**AIM OF THE TASK**
Write out the items below word for word, from the line that contains "the window sticker" through the final line of the items.

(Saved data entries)
** BEGIN **

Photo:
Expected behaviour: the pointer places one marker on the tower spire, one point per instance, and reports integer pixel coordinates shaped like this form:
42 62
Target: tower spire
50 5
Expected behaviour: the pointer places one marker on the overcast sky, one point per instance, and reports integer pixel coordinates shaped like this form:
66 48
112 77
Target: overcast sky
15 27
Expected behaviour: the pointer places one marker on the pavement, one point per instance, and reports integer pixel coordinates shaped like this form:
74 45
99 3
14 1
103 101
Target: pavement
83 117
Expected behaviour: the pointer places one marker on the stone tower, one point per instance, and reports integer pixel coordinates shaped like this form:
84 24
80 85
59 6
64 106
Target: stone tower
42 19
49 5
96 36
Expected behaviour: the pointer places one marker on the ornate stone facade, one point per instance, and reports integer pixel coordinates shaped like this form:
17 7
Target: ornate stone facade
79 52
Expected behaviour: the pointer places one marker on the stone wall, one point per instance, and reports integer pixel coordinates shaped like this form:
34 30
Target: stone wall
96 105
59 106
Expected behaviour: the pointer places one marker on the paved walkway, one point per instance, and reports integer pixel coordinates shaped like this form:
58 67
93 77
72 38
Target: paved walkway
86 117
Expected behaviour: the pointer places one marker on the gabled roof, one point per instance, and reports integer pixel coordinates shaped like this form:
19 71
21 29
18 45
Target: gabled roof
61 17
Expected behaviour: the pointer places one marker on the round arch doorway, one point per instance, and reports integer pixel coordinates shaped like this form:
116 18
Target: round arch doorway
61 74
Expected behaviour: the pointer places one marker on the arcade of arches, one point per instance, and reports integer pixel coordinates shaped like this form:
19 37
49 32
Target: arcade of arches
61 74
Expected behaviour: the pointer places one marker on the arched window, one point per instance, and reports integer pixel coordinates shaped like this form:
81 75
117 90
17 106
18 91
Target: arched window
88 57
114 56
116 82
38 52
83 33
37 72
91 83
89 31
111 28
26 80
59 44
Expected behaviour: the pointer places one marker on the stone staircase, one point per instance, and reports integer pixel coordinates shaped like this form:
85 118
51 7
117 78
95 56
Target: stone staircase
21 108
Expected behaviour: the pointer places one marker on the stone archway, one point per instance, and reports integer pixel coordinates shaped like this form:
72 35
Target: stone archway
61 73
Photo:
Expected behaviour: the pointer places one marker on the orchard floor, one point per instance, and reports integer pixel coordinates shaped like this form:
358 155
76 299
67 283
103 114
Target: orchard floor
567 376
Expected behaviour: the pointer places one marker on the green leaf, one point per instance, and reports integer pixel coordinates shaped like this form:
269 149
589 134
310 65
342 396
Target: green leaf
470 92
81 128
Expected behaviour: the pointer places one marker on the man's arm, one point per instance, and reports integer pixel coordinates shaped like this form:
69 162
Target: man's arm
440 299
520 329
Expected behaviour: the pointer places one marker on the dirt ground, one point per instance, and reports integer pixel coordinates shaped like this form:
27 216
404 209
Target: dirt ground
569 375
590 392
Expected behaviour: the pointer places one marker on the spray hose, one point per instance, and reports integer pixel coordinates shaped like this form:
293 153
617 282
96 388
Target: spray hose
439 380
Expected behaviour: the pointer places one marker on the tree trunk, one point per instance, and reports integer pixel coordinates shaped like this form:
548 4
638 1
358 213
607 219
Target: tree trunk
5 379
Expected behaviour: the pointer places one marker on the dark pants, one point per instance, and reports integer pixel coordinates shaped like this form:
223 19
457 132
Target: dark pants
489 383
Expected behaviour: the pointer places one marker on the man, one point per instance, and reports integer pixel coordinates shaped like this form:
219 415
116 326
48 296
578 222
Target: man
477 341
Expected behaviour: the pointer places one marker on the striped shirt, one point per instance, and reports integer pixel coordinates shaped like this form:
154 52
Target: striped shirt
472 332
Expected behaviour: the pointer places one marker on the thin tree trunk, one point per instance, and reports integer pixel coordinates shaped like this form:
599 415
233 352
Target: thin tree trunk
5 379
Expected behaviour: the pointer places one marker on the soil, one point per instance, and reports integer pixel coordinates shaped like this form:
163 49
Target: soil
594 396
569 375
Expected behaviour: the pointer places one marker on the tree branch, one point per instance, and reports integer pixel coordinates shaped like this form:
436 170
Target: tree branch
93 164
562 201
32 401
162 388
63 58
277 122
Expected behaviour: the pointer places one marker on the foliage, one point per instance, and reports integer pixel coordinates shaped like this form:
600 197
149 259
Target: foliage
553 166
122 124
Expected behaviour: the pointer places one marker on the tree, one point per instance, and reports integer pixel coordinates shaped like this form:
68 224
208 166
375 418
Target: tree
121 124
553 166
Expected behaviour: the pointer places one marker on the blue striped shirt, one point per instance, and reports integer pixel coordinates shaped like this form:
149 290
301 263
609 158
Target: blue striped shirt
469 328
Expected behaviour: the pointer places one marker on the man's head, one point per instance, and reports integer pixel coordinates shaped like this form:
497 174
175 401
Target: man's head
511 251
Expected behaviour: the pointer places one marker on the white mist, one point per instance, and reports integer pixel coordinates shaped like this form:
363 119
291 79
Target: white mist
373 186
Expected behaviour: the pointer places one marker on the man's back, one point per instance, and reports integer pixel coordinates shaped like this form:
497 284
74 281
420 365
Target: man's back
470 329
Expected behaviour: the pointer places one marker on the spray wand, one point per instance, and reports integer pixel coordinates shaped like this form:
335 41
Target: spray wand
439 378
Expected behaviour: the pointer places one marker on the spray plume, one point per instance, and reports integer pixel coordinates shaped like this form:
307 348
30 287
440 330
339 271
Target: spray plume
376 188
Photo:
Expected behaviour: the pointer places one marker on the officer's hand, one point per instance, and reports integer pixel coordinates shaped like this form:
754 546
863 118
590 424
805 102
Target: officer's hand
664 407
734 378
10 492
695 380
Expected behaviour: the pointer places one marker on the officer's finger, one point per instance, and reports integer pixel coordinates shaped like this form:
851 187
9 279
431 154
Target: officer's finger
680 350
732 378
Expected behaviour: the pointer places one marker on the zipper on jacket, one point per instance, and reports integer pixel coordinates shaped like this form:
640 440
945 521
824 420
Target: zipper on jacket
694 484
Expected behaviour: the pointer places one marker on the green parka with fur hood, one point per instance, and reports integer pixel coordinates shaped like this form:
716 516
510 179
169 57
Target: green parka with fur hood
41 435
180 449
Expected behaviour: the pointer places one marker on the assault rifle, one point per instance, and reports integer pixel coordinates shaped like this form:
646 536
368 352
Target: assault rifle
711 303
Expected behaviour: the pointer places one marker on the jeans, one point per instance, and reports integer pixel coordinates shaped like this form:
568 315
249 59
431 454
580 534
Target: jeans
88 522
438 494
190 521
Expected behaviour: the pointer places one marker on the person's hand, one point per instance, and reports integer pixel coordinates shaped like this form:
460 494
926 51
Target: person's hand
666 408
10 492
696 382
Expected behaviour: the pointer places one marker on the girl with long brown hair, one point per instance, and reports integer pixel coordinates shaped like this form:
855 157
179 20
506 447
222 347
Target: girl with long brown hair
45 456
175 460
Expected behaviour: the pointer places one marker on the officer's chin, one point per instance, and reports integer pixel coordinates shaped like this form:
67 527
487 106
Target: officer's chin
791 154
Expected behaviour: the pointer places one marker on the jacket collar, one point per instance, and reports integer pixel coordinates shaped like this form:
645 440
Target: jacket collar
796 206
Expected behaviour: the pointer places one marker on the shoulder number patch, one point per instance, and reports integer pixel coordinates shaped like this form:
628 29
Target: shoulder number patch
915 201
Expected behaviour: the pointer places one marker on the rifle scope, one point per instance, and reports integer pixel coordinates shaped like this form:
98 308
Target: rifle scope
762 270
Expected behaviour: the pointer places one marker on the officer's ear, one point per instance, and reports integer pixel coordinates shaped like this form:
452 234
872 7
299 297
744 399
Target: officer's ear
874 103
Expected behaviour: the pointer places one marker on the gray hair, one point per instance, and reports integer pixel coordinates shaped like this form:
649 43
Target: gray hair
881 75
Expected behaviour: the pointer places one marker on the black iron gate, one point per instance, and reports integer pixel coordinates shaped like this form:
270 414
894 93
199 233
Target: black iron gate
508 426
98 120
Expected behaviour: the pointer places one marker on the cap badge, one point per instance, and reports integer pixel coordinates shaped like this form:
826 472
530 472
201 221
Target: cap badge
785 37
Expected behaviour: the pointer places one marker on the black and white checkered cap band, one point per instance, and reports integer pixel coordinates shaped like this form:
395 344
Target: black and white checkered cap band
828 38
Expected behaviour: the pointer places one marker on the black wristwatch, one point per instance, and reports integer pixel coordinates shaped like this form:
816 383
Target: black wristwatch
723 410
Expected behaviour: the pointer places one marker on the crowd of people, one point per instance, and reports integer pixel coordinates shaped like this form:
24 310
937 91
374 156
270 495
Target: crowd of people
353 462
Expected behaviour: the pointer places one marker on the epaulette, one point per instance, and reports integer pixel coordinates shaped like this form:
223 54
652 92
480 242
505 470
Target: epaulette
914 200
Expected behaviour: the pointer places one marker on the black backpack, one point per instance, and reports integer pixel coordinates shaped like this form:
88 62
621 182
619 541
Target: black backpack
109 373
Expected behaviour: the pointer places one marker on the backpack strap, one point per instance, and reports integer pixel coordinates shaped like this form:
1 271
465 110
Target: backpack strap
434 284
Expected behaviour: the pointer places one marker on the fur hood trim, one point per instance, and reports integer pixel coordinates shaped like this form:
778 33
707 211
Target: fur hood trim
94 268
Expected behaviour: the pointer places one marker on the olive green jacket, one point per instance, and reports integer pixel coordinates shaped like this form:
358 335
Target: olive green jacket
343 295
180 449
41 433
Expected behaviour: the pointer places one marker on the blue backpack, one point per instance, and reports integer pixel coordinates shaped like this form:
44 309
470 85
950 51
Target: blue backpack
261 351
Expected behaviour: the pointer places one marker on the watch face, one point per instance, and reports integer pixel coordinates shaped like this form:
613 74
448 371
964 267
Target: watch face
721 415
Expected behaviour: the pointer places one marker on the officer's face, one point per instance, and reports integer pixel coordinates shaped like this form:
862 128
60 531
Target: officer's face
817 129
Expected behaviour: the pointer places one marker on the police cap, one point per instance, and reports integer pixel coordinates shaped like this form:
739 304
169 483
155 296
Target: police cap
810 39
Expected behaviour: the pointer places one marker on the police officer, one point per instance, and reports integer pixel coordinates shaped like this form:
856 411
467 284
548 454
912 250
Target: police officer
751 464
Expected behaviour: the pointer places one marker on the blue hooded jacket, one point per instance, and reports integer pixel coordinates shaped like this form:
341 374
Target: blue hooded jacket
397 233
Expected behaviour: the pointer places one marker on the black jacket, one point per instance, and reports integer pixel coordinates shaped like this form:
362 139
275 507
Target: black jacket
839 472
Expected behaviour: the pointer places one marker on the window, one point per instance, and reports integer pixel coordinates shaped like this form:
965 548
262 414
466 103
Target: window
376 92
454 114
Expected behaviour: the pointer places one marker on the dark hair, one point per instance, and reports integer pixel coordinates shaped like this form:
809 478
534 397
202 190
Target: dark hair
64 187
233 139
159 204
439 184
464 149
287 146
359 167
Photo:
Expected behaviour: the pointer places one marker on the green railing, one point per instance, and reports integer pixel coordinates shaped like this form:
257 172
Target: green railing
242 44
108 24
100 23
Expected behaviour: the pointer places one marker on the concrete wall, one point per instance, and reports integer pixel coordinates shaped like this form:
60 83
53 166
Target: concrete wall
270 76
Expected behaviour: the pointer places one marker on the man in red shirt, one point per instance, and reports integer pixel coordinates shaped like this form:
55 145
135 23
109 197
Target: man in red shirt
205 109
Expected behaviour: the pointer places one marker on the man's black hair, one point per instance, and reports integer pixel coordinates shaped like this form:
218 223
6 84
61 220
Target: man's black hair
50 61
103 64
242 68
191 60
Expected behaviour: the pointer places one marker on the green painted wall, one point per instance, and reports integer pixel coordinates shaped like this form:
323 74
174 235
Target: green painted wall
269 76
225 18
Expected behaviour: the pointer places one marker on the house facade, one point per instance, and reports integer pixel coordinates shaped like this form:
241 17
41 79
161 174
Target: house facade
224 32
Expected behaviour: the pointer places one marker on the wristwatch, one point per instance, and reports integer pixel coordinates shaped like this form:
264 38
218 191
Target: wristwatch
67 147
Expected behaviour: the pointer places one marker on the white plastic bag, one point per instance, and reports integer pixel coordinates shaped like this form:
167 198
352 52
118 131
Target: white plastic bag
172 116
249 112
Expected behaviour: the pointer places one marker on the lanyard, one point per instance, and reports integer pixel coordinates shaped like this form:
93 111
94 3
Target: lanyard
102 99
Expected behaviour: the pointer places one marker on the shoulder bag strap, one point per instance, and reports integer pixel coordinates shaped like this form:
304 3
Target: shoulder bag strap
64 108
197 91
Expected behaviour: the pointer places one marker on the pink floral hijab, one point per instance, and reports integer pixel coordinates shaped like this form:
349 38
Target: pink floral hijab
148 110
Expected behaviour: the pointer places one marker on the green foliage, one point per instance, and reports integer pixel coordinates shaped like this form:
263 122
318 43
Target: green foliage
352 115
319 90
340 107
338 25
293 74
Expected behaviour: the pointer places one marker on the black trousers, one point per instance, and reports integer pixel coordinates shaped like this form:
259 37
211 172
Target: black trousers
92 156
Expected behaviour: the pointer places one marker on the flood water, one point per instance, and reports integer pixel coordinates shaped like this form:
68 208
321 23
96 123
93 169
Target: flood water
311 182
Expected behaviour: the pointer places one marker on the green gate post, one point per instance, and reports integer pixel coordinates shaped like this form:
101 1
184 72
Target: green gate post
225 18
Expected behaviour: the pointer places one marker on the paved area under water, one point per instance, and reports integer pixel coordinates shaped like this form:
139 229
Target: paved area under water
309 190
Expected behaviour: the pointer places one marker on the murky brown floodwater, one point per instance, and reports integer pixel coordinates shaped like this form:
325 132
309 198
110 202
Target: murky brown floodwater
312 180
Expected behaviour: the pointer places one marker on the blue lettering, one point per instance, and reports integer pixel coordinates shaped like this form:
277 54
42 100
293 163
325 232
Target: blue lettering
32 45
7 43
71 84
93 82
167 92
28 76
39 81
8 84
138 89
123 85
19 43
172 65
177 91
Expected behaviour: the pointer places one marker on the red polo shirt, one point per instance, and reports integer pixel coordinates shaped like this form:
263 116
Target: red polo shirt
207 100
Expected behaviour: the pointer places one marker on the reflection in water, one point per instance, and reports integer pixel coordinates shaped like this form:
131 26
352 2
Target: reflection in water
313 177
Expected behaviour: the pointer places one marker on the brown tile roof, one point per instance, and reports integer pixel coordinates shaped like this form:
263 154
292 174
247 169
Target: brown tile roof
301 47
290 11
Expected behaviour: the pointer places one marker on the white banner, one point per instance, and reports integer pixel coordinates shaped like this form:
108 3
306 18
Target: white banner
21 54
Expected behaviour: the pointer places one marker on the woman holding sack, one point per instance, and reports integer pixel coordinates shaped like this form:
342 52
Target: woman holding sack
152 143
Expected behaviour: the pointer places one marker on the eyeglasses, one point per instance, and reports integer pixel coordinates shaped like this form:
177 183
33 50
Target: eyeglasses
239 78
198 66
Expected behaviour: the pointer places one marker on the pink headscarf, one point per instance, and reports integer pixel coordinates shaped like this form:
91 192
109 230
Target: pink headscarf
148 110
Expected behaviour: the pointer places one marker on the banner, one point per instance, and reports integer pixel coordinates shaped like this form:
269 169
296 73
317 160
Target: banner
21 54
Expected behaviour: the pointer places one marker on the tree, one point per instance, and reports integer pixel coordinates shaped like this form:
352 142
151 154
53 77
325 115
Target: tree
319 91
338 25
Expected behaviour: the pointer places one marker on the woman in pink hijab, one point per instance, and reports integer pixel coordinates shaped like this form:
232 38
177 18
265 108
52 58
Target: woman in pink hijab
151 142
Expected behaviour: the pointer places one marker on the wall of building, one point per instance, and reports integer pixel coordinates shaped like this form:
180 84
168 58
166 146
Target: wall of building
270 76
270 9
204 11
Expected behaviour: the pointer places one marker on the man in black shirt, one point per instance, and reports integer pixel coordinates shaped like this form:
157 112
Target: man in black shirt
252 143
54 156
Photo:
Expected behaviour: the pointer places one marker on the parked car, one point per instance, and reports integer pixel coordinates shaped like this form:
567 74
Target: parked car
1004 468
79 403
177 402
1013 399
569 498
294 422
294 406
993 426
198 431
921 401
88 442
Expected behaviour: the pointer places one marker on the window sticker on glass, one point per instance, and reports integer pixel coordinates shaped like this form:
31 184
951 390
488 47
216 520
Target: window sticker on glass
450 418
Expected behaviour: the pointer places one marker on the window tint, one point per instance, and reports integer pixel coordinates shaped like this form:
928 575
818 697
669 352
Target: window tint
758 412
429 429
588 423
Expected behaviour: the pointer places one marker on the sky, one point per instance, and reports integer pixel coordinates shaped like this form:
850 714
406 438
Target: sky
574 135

** END **

**RESPONSE**
Expected behaviour: the pointer places one marker on the window sticker on glass, one point per instance, and reports integer pixel coordinates shaped like this form:
31 184
951 390
488 47
216 520
Target: window sticker on glass
450 418
Expected behaviour: the pointer places one marker on the window tint, one point per instance, and reports integer pixel coordinates shaped like this form:
928 575
818 697
669 352
Target: window tint
758 412
429 429
588 423
Expected behaviour: the pointer places one marker on the sky, one point per instance, and reports integer pixel coordinates shaped like this form:
850 714
406 438
Target: sky
574 135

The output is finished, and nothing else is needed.